§ **Written problem 1**
Name every person identified by name in the newspaper account of the Dubuque fire truck crash.
§ **Written problem 2**
Carry the newspaper account of the Dubuque fire truck crash forward from its last sentence.

§ **Document section**
## Begin
Telegraph Herald
Monday October 8, 1917






The disastrous crash of two of the heaviest motor fire trucks in the city, the killing of one of the crew of the eighteenth Street house, serious injury to two firemen of the Central station at Ninth street, together with a record that included three fires in the business district within the short interval of two hours, provides one of the most tragic and exciting chapters in the annals of the Dubuque fire department.

The dead:
Peter Zillig, age 46, stoker on No. 1 Engine, Eighteenth street,
The injured:
William McClain, second engineer, Central station; rib fracture, cuts and bruises about head and shoulders. Joseph Keppler, Lieutenant; shoulder heard, internal injury, severe cuts in bruises.

The crash occurred when both the Central Engine "Jumbo" truck and "James Saul" at Eighteenth Street were responding to an alarm turned in from the Farley & Loetscher plant, Seventh and White streets. "Jumbo," driven by James Dougherty, and manned besides with four other firemen, was traveling east Eighth street; the "James Saul," driven by Harvey Woodward and carrying two others of the crew, Lieutenant Al Heer and Peter Zillig, was bound south one Clay street.

At the intersection of Eighth and Clay, and Eighth street car halted on the west side of the crossing , served to obstructive the view of the Eighteenth street crew. The "James Saul" had almost cleared the dangerous crossing the front end of the big seven-ton "Jumbo" struck the rear of the lighter machine. The crash was terrific and was heard with alarm for a distance of several blocks.
## End
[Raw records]
## Begin
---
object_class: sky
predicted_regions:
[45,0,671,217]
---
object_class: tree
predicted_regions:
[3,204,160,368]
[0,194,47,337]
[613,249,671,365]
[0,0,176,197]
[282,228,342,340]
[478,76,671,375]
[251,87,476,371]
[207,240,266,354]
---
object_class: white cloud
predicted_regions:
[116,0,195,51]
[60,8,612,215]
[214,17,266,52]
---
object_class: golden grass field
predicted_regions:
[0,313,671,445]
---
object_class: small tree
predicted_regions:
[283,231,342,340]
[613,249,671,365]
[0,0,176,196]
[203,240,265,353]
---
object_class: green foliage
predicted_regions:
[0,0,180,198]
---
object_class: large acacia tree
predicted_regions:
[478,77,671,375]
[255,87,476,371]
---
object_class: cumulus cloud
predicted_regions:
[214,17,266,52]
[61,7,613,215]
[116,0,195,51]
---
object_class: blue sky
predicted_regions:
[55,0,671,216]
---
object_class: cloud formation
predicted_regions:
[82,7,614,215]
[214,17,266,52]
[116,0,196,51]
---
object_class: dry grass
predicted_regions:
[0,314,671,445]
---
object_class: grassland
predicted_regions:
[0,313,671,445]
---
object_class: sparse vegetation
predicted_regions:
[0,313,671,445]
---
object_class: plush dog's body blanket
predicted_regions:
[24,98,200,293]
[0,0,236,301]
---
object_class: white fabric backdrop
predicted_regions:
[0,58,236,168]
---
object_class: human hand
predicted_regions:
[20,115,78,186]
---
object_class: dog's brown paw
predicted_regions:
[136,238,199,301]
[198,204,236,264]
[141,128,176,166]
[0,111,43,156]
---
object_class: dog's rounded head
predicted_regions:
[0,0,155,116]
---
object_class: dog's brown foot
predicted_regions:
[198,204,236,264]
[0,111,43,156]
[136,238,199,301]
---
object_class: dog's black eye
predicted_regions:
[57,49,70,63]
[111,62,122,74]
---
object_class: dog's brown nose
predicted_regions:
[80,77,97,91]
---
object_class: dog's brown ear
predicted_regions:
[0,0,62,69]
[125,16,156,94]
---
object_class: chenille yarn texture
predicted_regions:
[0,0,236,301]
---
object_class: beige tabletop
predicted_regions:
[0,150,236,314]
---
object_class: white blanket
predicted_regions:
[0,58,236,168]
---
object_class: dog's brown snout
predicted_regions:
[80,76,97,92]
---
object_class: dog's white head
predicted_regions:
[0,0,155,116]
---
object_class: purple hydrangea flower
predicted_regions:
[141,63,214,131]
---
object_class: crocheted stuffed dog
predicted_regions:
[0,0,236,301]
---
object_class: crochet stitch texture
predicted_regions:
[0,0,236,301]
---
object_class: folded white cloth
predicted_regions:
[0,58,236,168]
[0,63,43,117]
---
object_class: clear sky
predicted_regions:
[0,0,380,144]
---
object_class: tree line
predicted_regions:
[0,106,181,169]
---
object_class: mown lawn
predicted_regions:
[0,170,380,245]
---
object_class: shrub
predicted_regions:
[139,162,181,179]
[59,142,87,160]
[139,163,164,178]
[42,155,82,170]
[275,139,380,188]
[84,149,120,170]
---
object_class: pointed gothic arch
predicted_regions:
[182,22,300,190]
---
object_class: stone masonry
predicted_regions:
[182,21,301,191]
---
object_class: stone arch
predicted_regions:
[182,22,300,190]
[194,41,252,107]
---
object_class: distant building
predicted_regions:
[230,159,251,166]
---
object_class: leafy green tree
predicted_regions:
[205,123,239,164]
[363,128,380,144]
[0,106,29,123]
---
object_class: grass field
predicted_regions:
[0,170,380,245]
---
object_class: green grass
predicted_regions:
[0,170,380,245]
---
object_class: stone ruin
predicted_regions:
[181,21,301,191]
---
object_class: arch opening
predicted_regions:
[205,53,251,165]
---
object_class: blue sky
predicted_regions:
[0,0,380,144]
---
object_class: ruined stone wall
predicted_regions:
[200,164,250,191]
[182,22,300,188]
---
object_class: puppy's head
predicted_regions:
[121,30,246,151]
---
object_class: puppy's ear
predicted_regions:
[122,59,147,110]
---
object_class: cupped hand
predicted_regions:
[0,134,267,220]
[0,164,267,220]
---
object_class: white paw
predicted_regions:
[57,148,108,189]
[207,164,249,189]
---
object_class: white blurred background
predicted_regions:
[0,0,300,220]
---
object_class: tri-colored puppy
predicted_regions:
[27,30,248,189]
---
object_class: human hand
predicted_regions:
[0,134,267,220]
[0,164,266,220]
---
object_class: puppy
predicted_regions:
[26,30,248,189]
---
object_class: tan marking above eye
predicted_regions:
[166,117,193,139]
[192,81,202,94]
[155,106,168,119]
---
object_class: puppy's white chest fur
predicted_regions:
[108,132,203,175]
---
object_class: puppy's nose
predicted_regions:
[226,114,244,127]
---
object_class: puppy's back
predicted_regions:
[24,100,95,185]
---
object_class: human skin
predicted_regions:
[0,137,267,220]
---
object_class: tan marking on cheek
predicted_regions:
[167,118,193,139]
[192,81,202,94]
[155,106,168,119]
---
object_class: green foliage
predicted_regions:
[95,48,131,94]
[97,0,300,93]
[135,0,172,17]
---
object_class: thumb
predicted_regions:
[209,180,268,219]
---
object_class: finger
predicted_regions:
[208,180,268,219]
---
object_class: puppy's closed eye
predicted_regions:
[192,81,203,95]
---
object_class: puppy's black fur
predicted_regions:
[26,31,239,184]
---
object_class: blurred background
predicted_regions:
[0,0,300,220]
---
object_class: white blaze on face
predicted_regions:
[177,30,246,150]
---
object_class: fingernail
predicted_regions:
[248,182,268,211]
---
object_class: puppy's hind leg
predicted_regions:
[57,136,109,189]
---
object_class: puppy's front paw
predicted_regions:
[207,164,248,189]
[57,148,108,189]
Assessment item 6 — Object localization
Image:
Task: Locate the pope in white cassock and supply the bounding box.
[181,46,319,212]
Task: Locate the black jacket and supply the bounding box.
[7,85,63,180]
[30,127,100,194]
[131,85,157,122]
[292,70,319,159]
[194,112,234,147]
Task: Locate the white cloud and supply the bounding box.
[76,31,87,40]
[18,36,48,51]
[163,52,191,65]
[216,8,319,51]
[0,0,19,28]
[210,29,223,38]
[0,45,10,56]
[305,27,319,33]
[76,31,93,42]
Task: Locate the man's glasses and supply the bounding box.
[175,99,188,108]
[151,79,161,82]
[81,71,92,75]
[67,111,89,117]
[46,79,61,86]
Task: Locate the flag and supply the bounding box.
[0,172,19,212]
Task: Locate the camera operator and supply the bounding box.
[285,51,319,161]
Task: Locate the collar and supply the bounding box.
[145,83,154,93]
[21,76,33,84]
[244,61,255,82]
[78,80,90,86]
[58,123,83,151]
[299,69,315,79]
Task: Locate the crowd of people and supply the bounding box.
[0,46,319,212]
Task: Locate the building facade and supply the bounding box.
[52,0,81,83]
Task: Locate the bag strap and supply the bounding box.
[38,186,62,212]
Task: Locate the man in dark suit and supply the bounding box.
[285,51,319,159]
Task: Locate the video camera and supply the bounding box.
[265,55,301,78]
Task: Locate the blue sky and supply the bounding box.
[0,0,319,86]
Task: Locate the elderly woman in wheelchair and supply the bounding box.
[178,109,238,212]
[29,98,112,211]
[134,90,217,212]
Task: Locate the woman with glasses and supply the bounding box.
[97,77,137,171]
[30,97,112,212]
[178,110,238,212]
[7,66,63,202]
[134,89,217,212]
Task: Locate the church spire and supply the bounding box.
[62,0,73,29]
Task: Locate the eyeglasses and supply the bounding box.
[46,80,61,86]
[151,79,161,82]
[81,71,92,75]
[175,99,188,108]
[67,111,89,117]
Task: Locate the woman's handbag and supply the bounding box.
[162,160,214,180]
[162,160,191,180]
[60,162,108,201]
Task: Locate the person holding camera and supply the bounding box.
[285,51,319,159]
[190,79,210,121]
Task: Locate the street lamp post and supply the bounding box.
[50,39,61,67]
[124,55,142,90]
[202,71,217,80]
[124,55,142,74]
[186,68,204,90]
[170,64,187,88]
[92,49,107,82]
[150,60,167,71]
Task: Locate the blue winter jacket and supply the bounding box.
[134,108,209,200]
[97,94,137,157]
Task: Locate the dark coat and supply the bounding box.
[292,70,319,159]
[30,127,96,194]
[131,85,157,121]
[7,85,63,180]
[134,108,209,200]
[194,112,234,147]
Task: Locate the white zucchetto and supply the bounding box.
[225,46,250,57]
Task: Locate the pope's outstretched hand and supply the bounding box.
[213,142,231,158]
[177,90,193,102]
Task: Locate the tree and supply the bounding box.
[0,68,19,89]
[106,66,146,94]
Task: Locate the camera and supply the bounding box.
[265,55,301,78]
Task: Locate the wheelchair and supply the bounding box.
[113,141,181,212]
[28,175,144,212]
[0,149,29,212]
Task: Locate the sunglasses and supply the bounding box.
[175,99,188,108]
## End
§ **Exercise result 1**
Peter Zillig, William McClain, Joseph Keppler, James Dougherty, Harvey Woodward, Al Heer

§ **Exercise result 2**
While the screams and hasty cries of several witnesses of the collision might have been heard by either driver, they had come too late to prevent the disaster. The "James Saul" was hurled completely around, describing a semi circle, and the lone occupant of the rear running board, Peters Zillig, was bolted through the air as though from a gigantic sling, a distance of fully thirty feet. He struck head foremost against the thick cement base of the jail yard fence that surrounds the grass terrace on the Clay street side. While several horror stricken witnesses of the crash assert that he moved and moaned slightly after he fell, it appears probable that death was almost instantaneous.

The miraculous escape of the others of the two crews is hard to understand. Dougherty, driver of the truck that struck the "Saul" was uninjured Joseph Keppler, suffered most. Both retain their positions on the truck, although the latter swerved onto Clay street and crashed into the curbing on the west side and several yards south of the corner.

Is Seriously Injured.
Keppler complained of severe pains in the right shoulder, but in examination late, failed to reveal a fracture. He was otherwise cut and bruised slightly about the head.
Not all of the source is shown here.